Look below for the line containing "the woman's arm". Reproduce it and every line after it exactly, and nothing more.

Start of INFORMATION

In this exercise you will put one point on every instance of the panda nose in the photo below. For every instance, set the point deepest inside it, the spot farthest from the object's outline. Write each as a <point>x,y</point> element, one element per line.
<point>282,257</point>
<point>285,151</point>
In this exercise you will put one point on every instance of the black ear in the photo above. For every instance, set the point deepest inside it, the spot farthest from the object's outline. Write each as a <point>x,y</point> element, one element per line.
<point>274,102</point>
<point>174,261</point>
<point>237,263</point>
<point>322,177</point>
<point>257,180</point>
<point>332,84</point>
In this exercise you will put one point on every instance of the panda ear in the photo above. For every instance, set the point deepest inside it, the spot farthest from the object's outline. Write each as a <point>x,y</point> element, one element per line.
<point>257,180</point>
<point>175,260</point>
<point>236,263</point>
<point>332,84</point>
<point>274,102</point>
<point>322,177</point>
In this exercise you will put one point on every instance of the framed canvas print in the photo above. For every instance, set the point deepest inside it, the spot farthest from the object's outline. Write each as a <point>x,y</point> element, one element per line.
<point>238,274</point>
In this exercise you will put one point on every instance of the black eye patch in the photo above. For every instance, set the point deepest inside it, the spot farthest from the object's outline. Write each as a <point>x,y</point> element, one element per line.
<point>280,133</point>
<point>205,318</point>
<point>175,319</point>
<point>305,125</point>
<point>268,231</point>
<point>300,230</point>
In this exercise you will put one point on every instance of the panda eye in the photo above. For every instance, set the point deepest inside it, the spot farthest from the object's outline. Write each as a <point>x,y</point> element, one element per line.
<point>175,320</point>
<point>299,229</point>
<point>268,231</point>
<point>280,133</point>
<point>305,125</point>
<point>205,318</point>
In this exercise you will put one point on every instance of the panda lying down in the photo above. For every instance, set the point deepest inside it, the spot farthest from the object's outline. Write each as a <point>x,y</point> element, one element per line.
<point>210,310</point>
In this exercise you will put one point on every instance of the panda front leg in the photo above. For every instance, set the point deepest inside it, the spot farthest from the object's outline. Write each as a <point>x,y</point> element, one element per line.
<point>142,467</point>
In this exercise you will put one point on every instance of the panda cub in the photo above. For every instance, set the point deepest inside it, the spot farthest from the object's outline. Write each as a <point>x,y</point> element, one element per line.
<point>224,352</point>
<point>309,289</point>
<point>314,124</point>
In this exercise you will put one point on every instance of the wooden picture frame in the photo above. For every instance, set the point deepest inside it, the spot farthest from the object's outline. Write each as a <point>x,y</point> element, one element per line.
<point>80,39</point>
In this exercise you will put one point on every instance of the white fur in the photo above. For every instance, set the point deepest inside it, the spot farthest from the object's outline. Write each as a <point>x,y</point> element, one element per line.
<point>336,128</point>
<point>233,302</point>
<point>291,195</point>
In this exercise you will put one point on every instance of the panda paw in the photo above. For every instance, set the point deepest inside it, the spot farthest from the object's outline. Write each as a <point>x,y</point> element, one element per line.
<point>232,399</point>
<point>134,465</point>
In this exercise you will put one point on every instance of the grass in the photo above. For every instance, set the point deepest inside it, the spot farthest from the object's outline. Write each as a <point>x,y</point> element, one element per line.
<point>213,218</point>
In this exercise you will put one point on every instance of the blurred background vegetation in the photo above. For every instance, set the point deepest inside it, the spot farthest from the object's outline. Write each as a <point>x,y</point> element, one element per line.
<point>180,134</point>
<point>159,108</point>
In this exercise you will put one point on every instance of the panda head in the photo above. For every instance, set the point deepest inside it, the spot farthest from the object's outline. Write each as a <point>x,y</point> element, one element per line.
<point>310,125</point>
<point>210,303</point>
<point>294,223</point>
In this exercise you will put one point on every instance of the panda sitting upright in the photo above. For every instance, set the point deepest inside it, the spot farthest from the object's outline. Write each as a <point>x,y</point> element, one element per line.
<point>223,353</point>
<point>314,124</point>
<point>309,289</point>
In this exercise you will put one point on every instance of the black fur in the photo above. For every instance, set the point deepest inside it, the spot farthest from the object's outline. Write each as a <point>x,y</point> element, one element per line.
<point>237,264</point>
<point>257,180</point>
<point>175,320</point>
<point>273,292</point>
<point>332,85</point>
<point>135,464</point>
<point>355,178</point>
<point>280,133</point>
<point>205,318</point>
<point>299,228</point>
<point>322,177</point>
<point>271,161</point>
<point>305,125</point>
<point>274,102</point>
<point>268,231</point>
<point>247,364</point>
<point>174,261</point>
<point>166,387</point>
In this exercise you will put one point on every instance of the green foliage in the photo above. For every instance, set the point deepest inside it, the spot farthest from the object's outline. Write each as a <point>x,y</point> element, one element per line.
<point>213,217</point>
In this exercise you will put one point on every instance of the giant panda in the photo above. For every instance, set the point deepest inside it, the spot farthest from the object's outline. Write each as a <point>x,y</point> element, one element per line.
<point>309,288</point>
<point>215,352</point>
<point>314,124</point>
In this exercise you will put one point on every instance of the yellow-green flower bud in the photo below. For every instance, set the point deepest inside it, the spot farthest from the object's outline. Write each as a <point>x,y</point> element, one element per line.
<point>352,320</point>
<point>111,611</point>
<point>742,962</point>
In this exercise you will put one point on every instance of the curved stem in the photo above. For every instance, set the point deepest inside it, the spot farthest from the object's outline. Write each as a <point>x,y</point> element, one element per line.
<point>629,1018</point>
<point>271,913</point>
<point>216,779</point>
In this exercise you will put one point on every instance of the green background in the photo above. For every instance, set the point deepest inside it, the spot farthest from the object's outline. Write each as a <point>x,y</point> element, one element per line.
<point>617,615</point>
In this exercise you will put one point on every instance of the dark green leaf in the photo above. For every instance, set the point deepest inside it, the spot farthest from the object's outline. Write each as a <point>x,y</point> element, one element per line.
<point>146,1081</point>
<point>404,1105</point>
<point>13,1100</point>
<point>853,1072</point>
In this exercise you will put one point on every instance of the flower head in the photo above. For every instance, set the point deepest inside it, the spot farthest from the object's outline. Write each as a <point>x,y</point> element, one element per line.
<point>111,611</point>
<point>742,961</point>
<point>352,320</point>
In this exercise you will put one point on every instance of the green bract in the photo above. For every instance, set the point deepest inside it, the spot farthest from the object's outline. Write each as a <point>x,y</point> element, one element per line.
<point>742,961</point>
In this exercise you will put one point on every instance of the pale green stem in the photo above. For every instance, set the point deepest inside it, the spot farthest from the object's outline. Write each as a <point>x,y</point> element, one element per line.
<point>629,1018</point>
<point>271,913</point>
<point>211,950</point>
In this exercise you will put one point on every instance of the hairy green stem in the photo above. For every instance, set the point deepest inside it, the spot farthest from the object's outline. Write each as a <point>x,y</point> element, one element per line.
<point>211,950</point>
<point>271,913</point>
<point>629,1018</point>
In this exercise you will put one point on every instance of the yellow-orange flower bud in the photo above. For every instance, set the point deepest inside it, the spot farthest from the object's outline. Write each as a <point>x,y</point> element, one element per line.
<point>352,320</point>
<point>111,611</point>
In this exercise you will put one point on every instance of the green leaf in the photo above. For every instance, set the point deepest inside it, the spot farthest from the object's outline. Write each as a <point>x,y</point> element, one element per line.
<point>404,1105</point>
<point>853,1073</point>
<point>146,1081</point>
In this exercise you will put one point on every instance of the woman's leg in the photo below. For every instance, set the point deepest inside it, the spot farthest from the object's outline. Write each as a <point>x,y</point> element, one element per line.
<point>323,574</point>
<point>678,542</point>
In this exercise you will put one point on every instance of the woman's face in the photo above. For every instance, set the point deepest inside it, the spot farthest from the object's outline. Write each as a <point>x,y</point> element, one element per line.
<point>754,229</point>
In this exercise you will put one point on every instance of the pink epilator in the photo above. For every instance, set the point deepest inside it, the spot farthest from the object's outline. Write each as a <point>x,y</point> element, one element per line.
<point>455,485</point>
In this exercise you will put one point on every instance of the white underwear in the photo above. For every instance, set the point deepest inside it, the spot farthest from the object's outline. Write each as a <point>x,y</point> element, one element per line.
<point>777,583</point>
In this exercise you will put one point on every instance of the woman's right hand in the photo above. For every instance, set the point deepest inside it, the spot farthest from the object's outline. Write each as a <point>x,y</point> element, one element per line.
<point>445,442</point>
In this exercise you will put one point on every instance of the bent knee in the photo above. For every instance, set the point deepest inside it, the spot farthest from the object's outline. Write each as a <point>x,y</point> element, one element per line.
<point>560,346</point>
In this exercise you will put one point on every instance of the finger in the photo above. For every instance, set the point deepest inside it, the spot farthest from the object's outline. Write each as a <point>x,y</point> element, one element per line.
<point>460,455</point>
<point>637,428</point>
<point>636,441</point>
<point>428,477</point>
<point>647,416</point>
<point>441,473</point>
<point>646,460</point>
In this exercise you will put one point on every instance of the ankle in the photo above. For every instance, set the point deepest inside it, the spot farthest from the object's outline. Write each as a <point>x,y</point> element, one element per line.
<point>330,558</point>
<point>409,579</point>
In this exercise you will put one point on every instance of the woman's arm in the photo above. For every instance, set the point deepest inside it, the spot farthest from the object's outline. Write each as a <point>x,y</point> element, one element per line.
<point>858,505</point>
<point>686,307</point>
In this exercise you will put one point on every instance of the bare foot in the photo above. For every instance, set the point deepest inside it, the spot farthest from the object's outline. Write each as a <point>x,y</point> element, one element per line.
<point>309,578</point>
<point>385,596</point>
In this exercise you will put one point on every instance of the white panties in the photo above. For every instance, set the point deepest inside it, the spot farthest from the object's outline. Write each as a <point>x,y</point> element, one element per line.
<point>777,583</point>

End of INFORMATION

▸ **RESULT**:
In this exercise you will put one point on every instance of the woman's arm in the photo above. For every instance, set the point deepest inside it, the spot farthest from the object's outline. Write each as a <point>x,y</point> element, one element per line.
<point>858,505</point>
<point>686,307</point>
In this exercise you will put one point on every instance of the bare foot in the photo above. For every instance, set the point deepest inside it, the spot farthest from the object's outline. Write each as a <point>x,y</point> element, one element per line.
<point>309,578</point>
<point>385,596</point>
In this exercise you will put one point on every instance of the white panties in the photo above. For every instance, set the point deepest inside it, the spot farthest from the object's outline. Write each as a <point>x,y</point> element, one element per line.
<point>777,583</point>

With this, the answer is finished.